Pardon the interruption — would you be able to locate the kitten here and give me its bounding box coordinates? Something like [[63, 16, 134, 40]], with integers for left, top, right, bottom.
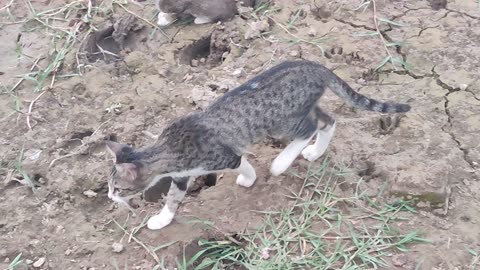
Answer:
[[106, 60, 410, 230], [155, 0, 255, 26]]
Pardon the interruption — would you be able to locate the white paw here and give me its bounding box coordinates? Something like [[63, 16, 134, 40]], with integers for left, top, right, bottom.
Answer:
[[157, 12, 176, 26], [193, 17, 212, 24], [270, 157, 291, 176], [147, 208, 174, 230], [302, 145, 327, 161], [237, 174, 256, 187]]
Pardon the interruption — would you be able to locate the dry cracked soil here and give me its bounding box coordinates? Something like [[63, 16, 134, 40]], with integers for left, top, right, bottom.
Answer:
[[0, 0, 480, 269]]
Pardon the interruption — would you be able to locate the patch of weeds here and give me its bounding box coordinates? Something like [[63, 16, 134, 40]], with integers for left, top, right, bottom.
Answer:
[[252, 0, 280, 19], [467, 248, 480, 270], [112, 216, 177, 266], [162, 159, 427, 270], [12, 146, 35, 191], [287, 8, 304, 30]]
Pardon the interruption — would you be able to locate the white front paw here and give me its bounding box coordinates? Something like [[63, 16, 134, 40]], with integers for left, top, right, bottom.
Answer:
[[270, 158, 290, 176], [302, 145, 327, 161], [237, 174, 256, 187], [193, 17, 212, 24], [147, 209, 174, 230]]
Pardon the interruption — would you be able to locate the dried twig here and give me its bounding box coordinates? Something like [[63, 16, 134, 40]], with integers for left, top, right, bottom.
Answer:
[[48, 119, 111, 169], [113, 1, 172, 41], [27, 90, 48, 130]]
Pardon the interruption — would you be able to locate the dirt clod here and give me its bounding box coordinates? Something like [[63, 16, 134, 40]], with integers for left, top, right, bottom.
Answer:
[[33, 257, 47, 268], [83, 189, 98, 198]]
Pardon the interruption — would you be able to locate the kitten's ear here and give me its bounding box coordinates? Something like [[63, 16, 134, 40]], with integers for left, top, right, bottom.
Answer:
[[115, 163, 139, 182], [105, 141, 130, 163]]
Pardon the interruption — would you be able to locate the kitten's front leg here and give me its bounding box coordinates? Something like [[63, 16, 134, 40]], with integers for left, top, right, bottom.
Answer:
[[147, 177, 190, 230], [235, 156, 257, 187]]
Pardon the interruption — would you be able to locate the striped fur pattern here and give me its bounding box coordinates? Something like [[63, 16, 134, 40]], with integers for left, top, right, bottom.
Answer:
[[107, 61, 410, 229]]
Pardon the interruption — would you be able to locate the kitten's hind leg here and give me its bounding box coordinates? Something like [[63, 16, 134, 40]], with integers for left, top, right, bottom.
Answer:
[[157, 12, 177, 26], [193, 16, 212, 24], [235, 156, 257, 187], [270, 135, 313, 176], [147, 177, 191, 230], [302, 107, 336, 161]]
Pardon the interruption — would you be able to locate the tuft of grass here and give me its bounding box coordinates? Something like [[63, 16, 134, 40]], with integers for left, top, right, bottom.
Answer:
[[15, 145, 35, 191], [467, 248, 480, 270], [112, 216, 177, 266], [162, 158, 427, 270], [252, 0, 279, 19], [8, 253, 23, 270], [354, 0, 413, 71]]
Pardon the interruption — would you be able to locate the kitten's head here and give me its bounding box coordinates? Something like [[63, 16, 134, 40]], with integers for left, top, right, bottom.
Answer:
[[106, 141, 149, 204]]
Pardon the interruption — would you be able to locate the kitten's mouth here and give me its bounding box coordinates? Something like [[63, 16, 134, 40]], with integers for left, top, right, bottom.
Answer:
[[108, 189, 139, 215]]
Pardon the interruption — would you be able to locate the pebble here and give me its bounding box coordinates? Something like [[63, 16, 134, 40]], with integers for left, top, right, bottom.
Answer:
[[290, 51, 300, 57], [33, 257, 46, 268], [83, 189, 97, 198], [112, 242, 124, 253]]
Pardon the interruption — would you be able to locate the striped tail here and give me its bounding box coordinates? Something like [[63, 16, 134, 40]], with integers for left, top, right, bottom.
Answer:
[[327, 72, 410, 113]]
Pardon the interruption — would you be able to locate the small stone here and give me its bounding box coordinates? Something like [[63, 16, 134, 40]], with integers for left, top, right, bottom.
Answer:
[[83, 189, 97, 198], [392, 254, 408, 267], [290, 51, 300, 57], [112, 242, 123, 253], [458, 83, 468, 91], [245, 19, 270, 39], [33, 257, 46, 268]]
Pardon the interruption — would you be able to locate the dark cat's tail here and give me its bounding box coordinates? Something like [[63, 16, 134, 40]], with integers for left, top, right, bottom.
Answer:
[[327, 72, 410, 113]]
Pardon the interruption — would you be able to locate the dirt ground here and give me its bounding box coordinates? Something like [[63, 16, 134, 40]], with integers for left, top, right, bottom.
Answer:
[[0, 0, 480, 269]]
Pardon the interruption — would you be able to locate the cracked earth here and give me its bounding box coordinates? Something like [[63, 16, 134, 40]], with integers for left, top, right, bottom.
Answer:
[[0, 0, 480, 269]]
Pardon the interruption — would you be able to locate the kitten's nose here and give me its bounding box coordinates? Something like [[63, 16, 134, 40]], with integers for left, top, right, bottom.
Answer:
[[108, 190, 113, 199]]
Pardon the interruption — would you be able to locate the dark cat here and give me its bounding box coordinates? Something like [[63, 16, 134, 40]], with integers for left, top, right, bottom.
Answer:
[[107, 61, 410, 230]]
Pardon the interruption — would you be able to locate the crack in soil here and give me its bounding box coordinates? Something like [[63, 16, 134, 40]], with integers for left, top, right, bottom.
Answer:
[[445, 8, 480, 20], [432, 67, 475, 171], [334, 12, 479, 173]]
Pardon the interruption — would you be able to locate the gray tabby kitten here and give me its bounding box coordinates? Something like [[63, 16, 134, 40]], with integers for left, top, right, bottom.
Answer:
[[107, 61, 410, 230], [155, 0, 255, 26]]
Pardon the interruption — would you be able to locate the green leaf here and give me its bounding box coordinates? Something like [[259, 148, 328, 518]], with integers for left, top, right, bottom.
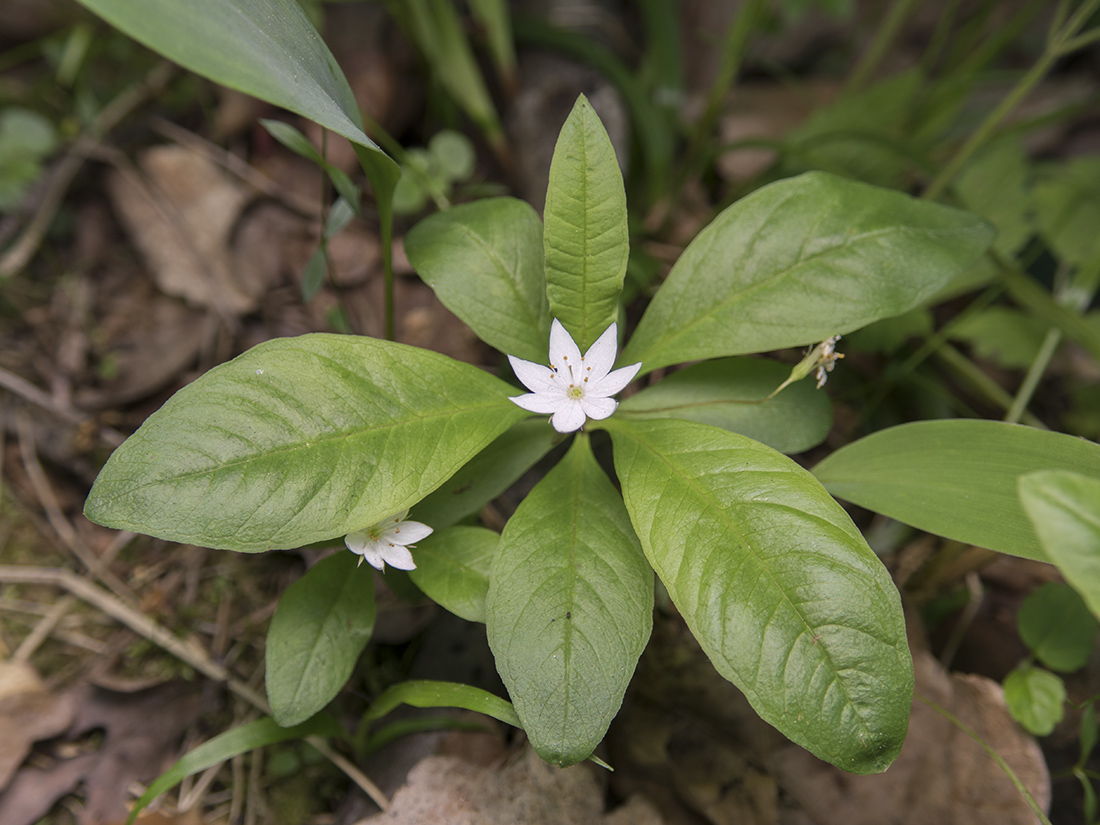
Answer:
[[85, 334, 526, 552], [486, 435, 653, 767], [363, 680, 521, 727], [602, 418, 913, 773], [74, 0, 396, 169], [1004, 666, 1066, 736], [1016, 585, 1100, 673], [813, 419, 1100, 561], [409, 418, 563, 529], [541, 95, 630, 349], [618, 358, 833, 453], [405, 198, 550, 364], [127, 713, 343, 825], [265, 551, 374, 727], [620, 172, 993, 373], [409, 527, 501, 623], [1019, 470, 1100, 618]]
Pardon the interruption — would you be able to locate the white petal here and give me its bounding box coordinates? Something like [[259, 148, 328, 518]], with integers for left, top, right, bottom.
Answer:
[[581, 323, 618, 386], [508, 355, 556, 393], [389, 521, 431, 545], [378, 545, 416, 570], [584, 361, 641, 396], [581, 396, 618, 421], [550, 402, 584, 432], [550, 318, 581, 387], [508, 393, 565, 416]]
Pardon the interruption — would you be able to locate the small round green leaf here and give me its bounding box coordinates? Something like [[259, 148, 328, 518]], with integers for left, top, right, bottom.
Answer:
[[1004, 667, 1066, 736]]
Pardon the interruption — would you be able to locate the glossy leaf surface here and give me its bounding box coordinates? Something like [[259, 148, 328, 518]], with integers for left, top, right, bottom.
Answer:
[[405, 198, 550, 364], [814, 419, 1100, 561], [1019, 471, 1100, 618], [541, 95, 630, 349], [618, 358, 833, 453], [85, 334, 526, 552], [603, 418, 913, 773], [409, 527, 501, 623], [265, 552, 374, 727], [622, 172, 993, 372], [486, 436, 653, 766]]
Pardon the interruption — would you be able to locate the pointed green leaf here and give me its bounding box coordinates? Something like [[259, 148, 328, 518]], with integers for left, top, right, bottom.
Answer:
[[409, 527, 501, 623], [620, 172, 993, 372], [486, 435, 653, 767], [74, 0, 396, 170], [603, 418, 913, 773], [409, 418, 563, 529], [814, 420, 1100, 561], [264, 551, 374, 727], [618, 358, 833, 453], [1016, 585, 1100, 673], [363, 680, 520, 727], [1004, 666, 1066, 736], [85, 334, 526, 552], [1019, 468, 1100, 618], [543, 95, 630, 352], [405, 198, 550, 364], [127, 713, 343, 825]]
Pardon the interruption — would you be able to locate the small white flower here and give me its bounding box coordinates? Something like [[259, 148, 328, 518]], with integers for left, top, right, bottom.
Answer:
[[508, 318, 641, 432], [344, 510, 431, 571]]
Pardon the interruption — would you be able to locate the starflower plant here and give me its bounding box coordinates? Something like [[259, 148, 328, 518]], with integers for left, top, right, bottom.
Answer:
[[508, 318, 641, 432], [79, 91, 1029, 773], [344, 509, 432, 571]]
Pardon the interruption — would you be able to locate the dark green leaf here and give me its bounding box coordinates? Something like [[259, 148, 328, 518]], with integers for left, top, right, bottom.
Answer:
[[814, 420, 1100, 561], [620, 173, 993, 373], [618, 358, 833, 453], [86, 334, 526, 552], [265, 551, 374, 727], [541, 95, 630, 349], [602, 418, 913, 773], [486, 435, 653, 766]]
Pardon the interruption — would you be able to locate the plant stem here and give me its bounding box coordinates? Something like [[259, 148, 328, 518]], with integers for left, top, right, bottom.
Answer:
[[845, 0, 920, 92]]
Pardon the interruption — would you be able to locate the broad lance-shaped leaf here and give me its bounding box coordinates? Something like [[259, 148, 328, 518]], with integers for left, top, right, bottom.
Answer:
[[409, 525, 501, 622], [264, 551, 374, 727], [486, 435, 653, 767], [622, 172, 993, 371], [616, 358, 833, 453], [405, 198, 550, 363], [85, 334, 526, 552], [543, 95, 638, 349], [600, 418, 913, 773], [1018, 470, 1100, 618], [814, 419, 1100, 561]]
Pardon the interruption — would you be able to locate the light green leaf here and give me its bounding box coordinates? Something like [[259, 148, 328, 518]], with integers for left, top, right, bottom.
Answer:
[[620, 172, 993, 373], [1016, 585, 1100, 673], [813, 420, 1100, 561], [409, 527, 501, 623], [405, 198, 550, 364], [602, 418, 913, 773], [265, 551, 374, 727], [363, 680, 521, 727], [486, 435, 653, 767], [618, 358, 833, 453], [1004, 666, 1066, 736], [85, 334, 526, 552], [541, 95, 630, 349], [1019, 468, 1100, 618], [74, 0, 396, 168], [127, 713, 343, 825], [410, 418, 563, 529]]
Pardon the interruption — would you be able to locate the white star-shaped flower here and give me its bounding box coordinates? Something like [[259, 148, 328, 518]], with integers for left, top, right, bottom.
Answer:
[[344, 510, 431, 571], [508, 318, 641, 432]]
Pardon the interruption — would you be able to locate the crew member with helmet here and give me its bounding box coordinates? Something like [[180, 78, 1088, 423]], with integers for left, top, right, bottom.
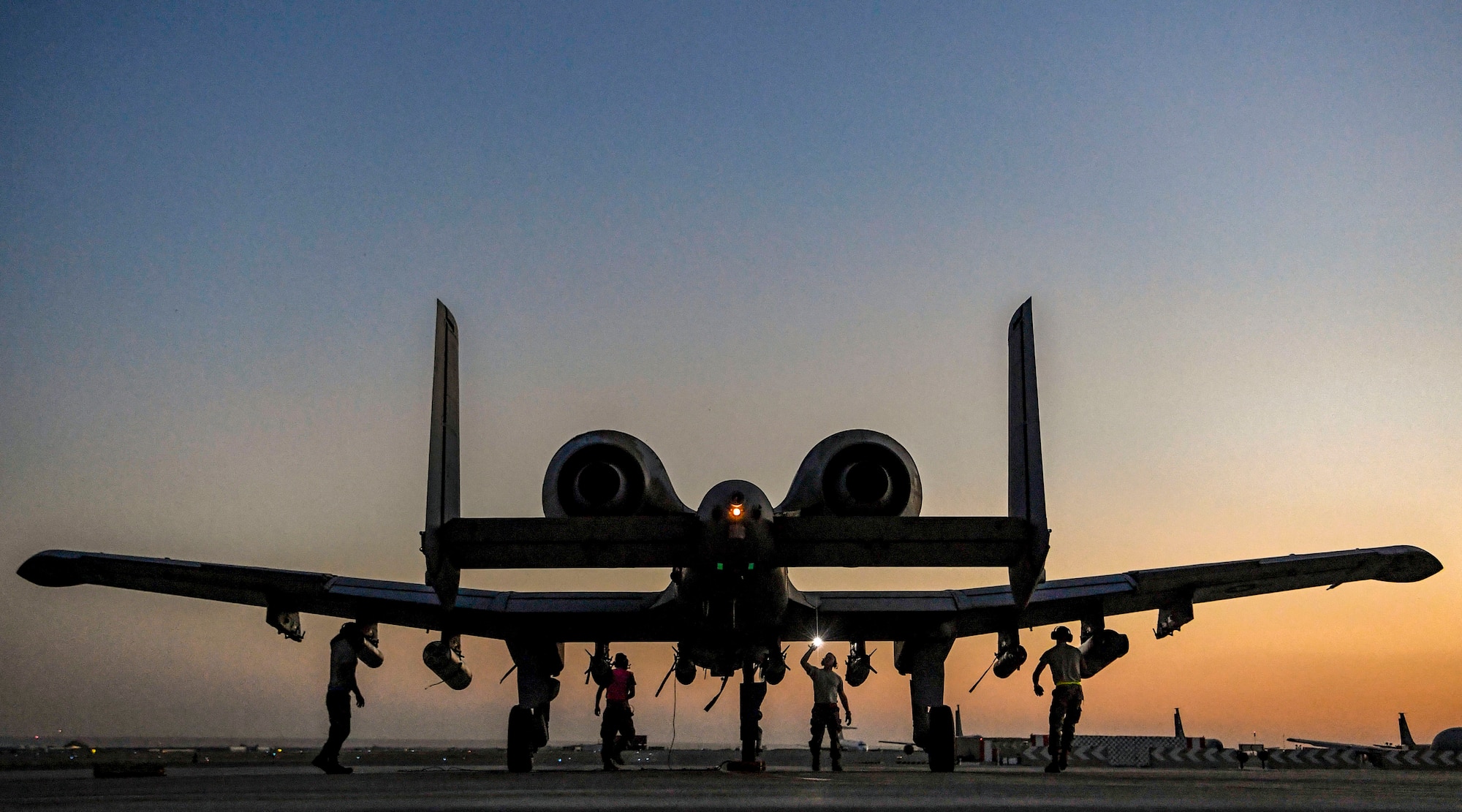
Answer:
[[1031, 626, 1082, 773], [803, 641, 852, 773], [594, 651, 635, 770], [310, 621, 382, 775]]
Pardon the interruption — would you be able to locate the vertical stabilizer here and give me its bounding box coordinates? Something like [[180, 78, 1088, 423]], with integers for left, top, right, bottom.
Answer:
[[421, 300, 462, 607], [1009, 300, 1050, 609]]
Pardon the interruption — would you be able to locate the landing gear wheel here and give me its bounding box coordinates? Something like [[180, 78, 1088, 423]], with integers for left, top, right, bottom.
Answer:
[[924, 705, 955, 773], [507, 705, 538, 773]]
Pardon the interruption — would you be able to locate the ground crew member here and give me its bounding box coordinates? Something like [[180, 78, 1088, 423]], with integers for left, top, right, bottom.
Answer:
[[803, 644, 852, 773], [1031, 626, 1082, 773], [594, 651, 635, 770], [310, 622, 366, 775]]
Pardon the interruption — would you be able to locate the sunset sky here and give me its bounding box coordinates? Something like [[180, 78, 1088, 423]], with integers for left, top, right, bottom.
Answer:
[[0, 3, 1462, 745]]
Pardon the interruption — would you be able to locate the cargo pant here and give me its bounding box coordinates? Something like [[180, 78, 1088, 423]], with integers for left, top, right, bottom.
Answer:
[[807, 702, 842, 770], [320, 688, 351, 764], [1047, 685, 1082, 767], [599, 699, 635, 767]]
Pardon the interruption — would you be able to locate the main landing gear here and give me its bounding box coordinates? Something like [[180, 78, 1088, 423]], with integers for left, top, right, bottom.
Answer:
[[504, 640, 563, 773], [727, 663, 766, 773], [893, 638, 958, 773]]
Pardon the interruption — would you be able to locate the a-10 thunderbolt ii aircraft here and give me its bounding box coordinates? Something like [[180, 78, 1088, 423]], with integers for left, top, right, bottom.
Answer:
[[19, 301, 1442, 771]]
*****
◆ **INSTRUCTION**:
Reproduce the material from the line with "locate the dried" up to and including the line with "[[33, 257, 47, 268], [83, 189, 98, 198]]", keeping the requests, and add -107 to every bounding box coordinate in the answers while leaving the requests and their sample coordinates as they are.

◆ **FINISHED ANSWER**:
Pardon the interruption — would you be able to locate the dried twig here and give me its bounding box coordinates? Something like [[63, 16, 134, 40]], with integers for left, top, right, bottom.
Answer:
[[-59, 12, 4, 62], [6, -106, 65, -66], [-80, -17, -59, 23]]
Pardon the interruption — would you be able to locate the dirt clod here and give me its bounding box coordinates? Something like [[63, 16, 134, 40]], with integers for left, top, right, bottom.
Answer:
[[-74, 150, -60, 161], [-24, 82, -9, 91]]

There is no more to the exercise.